>> START Text provided
One of the most straightforward tasks we can perform on a data set without labels is to find groups of data in our dataset which are similar to one another -- what we call clusters.

K-Means is one of the most popular "clustering" algorithms. K-means stores k centroids that it uses to define clusters. A point is considered to be in a particular cluster if it is closer to that cluster's centroid than any other centroid.

K-Means finds the best centroids by alternating between (1) assigning data points to clusters based on the current centroids (2) chosing centroids (points which are the center of a cluster) based on the current assignment of data points to clusters.

## Dataset: MNIST

### MNIST dataset — a brief overview

**Introduction**
The MNIST (Modified National Institute of Standards and Technology) dataset is a widely used benchmark in machine learning. It contains images of handwritten digits and is often used to teach and test classification and clustering techniques.

**Description**
- Type: Handwritten digit images  
- Size: 70,000 grayscale images (28 × 28 pixels)
>> END Text provided
_Task list_.
1/ Summarize the text on K-Means clustering in two sentences.
2/ Answer these questions from the text on K-Means clustering:
(a) How many centroids does K-Means store?
(b) What does the abbreviation MNIST stand for?
(c) What are the pixel dimensions of each MNIST image?
3/ Please translate this sentence from the text on K-Means clustering into Spanish: "A point is considered to be in a particular cluster if it is closer to that cluster's centroid than any other centroid."
The listing comes from a separate source.
>> START Record excerpts
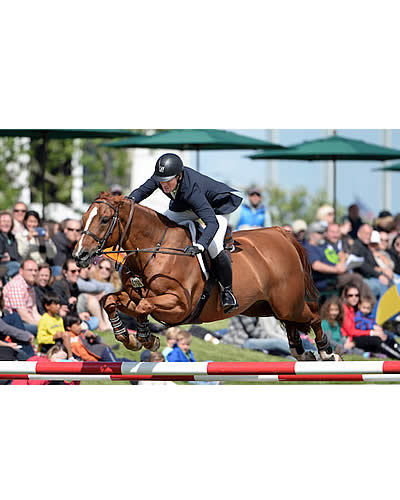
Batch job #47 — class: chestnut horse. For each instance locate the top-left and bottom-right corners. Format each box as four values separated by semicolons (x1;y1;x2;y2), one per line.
73;193;339;360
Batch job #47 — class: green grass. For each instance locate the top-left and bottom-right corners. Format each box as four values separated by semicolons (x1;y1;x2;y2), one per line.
81;319;388;385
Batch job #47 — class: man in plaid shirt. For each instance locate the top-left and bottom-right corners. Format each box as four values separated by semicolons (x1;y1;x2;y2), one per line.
3;259;41;335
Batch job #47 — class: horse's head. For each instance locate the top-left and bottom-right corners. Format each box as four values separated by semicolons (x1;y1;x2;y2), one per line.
72;192;131;267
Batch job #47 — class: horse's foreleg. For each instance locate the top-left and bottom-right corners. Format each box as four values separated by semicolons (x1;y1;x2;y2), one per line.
100;290;143;351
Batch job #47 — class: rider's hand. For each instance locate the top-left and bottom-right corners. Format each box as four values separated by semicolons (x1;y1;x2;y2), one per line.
184;243;204;257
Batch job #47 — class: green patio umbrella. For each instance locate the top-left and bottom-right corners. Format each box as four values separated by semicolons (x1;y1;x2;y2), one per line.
0;129;141;218
103;129;283;171
249;135;400;214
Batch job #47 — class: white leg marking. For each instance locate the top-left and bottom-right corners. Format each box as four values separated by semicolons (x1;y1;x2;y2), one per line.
76;207;97;255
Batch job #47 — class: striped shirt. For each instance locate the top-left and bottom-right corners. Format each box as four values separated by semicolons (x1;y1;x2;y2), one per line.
3;274;36;314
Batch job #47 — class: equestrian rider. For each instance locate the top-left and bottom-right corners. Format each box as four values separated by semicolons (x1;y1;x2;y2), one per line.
129;153;242;314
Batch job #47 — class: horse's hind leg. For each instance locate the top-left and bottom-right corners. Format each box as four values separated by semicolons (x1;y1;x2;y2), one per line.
285;322;317;361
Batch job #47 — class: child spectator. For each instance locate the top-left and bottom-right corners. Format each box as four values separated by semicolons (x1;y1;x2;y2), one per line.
167;330;196;362
320;296;346;354
37;294;73;358
64;314;132;362
162;326;181;359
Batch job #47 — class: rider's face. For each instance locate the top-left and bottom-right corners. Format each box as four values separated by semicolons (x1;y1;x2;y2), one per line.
160;177;178;193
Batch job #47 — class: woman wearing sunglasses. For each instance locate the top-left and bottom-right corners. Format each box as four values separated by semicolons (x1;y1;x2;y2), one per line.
341;284;400;359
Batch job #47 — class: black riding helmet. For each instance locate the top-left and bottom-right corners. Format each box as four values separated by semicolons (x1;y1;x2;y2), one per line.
153;153;183;182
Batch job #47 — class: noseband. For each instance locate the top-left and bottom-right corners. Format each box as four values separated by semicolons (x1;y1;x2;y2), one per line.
82;198;135;255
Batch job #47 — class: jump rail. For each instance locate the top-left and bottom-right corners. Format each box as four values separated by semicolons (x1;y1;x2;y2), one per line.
0;361;400;380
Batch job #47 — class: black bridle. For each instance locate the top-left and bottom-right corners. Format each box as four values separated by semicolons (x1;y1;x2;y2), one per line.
82;199;135;256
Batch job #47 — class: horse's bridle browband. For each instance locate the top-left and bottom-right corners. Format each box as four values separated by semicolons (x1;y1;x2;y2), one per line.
82;198;135;255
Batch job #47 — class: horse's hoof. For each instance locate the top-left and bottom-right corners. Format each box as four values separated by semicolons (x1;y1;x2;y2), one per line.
319;351;343;361
143;335;160;352
115;333;143;351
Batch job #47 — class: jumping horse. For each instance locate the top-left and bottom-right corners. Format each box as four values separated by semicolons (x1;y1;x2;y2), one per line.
73;192;340;361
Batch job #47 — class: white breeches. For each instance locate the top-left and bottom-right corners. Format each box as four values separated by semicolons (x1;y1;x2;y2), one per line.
164;210;228;259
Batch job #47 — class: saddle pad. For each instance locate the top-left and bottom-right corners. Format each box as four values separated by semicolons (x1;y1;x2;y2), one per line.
179;220;208;280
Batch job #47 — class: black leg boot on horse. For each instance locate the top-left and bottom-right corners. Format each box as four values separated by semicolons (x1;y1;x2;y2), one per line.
211;250;239;314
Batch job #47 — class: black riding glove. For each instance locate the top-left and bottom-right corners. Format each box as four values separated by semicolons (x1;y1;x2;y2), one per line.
183;243;204;257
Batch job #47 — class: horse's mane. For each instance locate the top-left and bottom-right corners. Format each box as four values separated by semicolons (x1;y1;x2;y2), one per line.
96;191;182;227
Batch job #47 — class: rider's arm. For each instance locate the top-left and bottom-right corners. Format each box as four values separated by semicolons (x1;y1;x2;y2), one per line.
185;185;219;249
129;177;158;203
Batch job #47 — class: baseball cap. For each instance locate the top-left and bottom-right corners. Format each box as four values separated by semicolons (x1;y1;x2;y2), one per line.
308;222;326;234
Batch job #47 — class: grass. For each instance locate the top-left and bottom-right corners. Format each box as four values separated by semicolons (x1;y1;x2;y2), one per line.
81;319;388;385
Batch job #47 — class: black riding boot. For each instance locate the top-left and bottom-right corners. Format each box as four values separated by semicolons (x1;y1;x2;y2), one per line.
211;250;239;314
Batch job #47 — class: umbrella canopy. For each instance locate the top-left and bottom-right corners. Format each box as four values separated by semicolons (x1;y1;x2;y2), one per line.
0;129;141;218
103;129;283;170
249;135;400;218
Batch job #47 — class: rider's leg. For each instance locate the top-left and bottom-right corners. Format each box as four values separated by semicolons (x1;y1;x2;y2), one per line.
208;215;239;313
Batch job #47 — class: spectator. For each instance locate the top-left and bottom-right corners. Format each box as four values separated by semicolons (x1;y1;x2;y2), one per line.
162;326;181;359
342;285;400;359
351;224;389;297
12;201;28;236
64;314;132;362
229;186;272;231
37;294;72;358
292;219;308;245
167;330;196;362
0;211;22;278
346;203;363;240
221;314;298;357
15;210;57;264
3;259;40;336
317;205;335;229
369;231;400;286
52;219;82;276
53;259;112;331
388;234;400;274
92;257;121;292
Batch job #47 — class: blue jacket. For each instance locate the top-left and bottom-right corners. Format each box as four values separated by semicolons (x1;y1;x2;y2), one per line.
130;167;242;249
167;345;196;362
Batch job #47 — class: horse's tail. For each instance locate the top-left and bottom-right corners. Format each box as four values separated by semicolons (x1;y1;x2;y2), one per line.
278;227;319;302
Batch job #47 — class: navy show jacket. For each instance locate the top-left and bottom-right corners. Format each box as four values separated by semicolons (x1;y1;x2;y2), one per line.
130;167;242;249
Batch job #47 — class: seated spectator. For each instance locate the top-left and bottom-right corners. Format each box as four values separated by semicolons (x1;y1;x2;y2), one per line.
167;330;196;362
51;219;82;276
0;211;22;278
292;219;308;244
229;186;272;231
221;314;296;357
351;224;390;297
342;285;400;359
64;314;132;362
15;210;57;264
162;326;181;359
12;201;28;236
346;203;363;240
91;257;121;293
3;259;41;336
316;204;335;229
369;231;400;286
53;259;112;331
304;222;370;294
37;294;72;358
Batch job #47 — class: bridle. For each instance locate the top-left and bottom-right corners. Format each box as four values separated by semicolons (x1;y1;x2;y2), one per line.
82;198;135;256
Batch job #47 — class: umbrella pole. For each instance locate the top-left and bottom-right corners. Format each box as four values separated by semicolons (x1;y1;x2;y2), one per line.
333;160;337;222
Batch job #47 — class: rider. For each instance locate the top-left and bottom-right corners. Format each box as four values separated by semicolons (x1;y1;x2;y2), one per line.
129;153;242;314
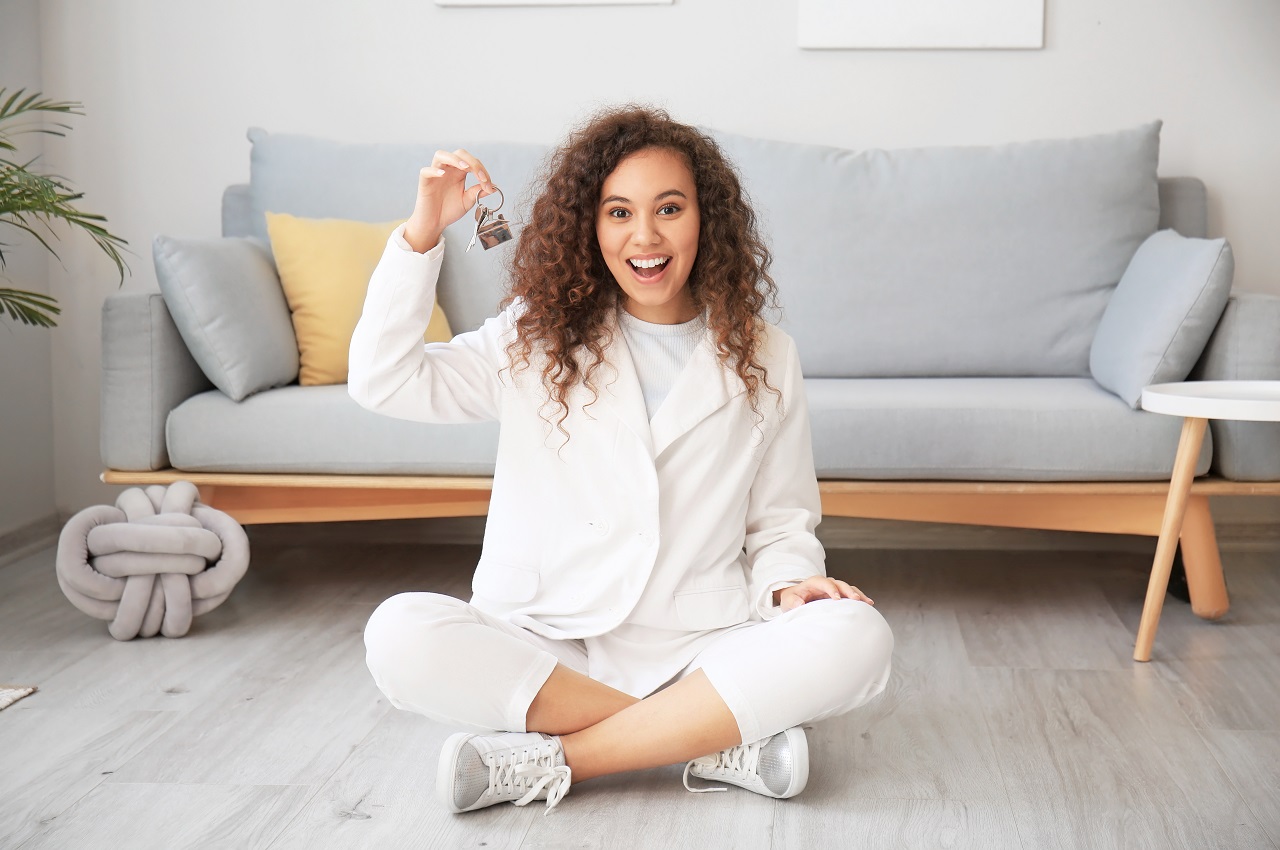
>> END Record excerpts
_The answers_.
1/ K-Means is a popular clustering algorithm that groups similar points in an unlabeled dataset using k centroids, placing each point in the cluster whose centroid is nearest. It finds the best centroids by alternating between assigning points to clusters and choosing centroids from the current assignment, and the text introduces MNIST, a widely used benchmark of 70,000 grayscale 28 × 28 images of handwritten digits.

2/
(a) k centroids.
(b) Modified National Institute of Standards and Technology.
(c) 28 × 28 pixels.

3/ Se considera que un punto pertenece a un clúster concreto si está más cerca del centroide de ese clúster que de cualquier otro centroide.